» Prompt 1: Copy everything in the listing from its first line down to the line containing "[313,415,368,546]", both ends included, with the requests intact. Shift every bounding-box coordinate in the answers up by 101.
-- begin Extract to read --
To think that only 15 people developer Mortal Shell is quite an outstanding achievement. The game is layered with deep combat, a dark gothic world to explore and a unique approach to the souls series. Sure, much of it feels stripped back to the core and is missing a lot of customization, loot and even a gear system. However, underneath is a fantastic RPG which hopefully is the start of even greater things at Cold Symmetry.
In Mortal Shell you play as a faceless and voiceless creature known as “The Foundling”. Following in the footsteps of Dark Souls and Sekiro, Mortal Shell’s story is mysterious and hidden in item descriptions and short dialogue between characters. From what I gathered at the start, The Foundling leaves the astral plane to venture into a world called “Fallgrim”. Here, it discovers a dangerous plane overrun by crazed people and beings.
The Foundling relies on possessing shells of past soldiers to get through the game. Its white, faceless body is weak and brittle. Luckily, it can take over empty shells scattered throughout the land and adopt their strengths and combat style. Hence the name “Mortal Shell“.
There are only a handful of shells but they offer gameplay variety. Each shell takes some time to master and includes their own skill tree to level up as you play Mortal Shell. Just like other games in the genre, Mortal Shell includes a similar XP system. I earned it from killing enemies and lost it when dying twice and failing to recapture my corpse.
Unlike other games in the genre, Mortal Shell’s combat and gameplay variety revolves around these shells and a handful of weapons. This means I could not spend time building a specific character and playstyle as I did in Dark Souls. However, there are perks to this. I was able to focus on combat, mastering the items and exploring the world. Sure, I missed the equipment, worrying about stats and the grind for better gear but it works.
Combat in Mortal Shell is familiar with a few subtle changes. I could perform a fast and heavy attack as well as a parry. However, when it came to blocking, the game includes a unique “harden” ability. This turned me into stone for a few second and blocked any incoming attack that came my way. In addition, it also stunned my opponent for a second allowing me to strike back. This hardening feature is key to survival. I could upgrade its cooldown and unlock perks that automatically refilled it when I defeated a specific amount of enemies.
-- end Extract to read --
-- begin Supplied records --
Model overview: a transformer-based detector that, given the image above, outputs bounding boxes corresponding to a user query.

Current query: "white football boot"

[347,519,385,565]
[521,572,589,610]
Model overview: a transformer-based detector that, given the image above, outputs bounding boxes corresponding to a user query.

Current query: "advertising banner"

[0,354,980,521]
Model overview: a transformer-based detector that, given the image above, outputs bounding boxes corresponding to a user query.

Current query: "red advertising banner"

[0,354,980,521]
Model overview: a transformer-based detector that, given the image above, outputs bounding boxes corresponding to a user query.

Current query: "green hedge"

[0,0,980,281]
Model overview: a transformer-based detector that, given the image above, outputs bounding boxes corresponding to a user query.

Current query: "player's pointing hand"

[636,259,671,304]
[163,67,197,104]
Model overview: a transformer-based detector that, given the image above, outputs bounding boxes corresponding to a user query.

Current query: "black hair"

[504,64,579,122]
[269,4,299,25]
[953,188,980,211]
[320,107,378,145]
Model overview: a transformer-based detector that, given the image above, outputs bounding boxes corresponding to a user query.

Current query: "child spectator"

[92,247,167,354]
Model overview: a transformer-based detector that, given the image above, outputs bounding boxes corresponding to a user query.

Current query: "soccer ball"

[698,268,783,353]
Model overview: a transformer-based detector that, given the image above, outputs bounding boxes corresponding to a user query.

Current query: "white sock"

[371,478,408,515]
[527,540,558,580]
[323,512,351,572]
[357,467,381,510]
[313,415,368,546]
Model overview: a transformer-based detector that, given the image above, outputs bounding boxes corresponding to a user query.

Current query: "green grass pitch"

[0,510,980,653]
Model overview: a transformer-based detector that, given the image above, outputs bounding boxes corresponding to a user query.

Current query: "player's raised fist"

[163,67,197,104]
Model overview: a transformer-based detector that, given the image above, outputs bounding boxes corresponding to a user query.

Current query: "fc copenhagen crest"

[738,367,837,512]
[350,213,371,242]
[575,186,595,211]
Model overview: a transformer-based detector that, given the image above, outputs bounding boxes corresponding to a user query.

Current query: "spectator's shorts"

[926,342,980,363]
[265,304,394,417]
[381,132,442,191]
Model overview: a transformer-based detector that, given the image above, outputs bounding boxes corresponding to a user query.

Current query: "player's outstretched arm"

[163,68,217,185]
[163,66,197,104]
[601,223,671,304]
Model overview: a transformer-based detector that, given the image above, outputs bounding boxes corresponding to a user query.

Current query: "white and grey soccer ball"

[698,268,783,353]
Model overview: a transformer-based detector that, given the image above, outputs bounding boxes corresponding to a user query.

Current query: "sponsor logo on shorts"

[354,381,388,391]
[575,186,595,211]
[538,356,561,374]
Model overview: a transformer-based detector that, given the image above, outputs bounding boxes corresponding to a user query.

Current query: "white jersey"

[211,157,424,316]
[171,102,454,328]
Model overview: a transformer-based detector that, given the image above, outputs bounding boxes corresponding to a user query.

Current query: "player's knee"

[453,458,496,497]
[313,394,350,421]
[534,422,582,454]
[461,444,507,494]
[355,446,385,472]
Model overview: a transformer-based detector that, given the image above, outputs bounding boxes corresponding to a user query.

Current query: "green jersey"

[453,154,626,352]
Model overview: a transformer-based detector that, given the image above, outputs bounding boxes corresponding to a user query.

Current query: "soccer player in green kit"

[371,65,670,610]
-- end Supplied records --
» Prompt 2: According to the review above, what ability does Mortal Shell use for blocking?

» Expected output 1:
Model overview: a transformer-based detector that, given the image above, outputs bounding boxes corresponding to a user query.

Current query: "white football boot"

[448,620,486,666]
[622,673,690,711]
Model overview: a transformer-based detector that, given the image above, outputs bounding boxes corresponding to a user query.

Current query: "advertising banner"

[101,455,1081,622]
Model overview: a transformer-based detector that, given the image above, outputs bounding boxes corresponding to a user query.

Current query: "red advertising banner"

[101,455,1081,622]
Model overview: a transformer-based detector that, given the image above, outputs bounding boxes corresponding to a user query.

Current query: "green hedge"

[101,101,1081,382]
Model overview: a transformer-based detector that, given the image above, outputs bounding boxes corresponding to a user query.

Current query: "player's pointing hand"

[737,360,772,405]
[264,168,298,205]
Model overview: a transformer-based detector that, given the image above, outputs bounding boxes corresponding to a user query.

Current query: "black hair"

[605,165,680,223]
[370,105,400,126]
[1054,289,1081,312]
[421,208,479,246]
Model overview: a transformer-based detector that, given the image above, outputs bounding boxes corresponding to a user query.

Current query: "child spectator"

[193,348,268,455]
Model overview: a transformer-based detector that, given the image above, outputs bounding boxes corresponding to a user query.

Current query: "soccer ball"

[799,369,884,454]
Model overview: a transformer-based detector that, given the image above, outputs bounding boxes corresponding to a user query.

Current query: "white sock"

[472,579,509,616]
[628,641,659,681]
[424,613,452,673]
[458,568,482,611]
[414,516,469,647]

» Expected output 2: A "harden" ability that turns the player into stone for a few seconds and blocks incoming attacks.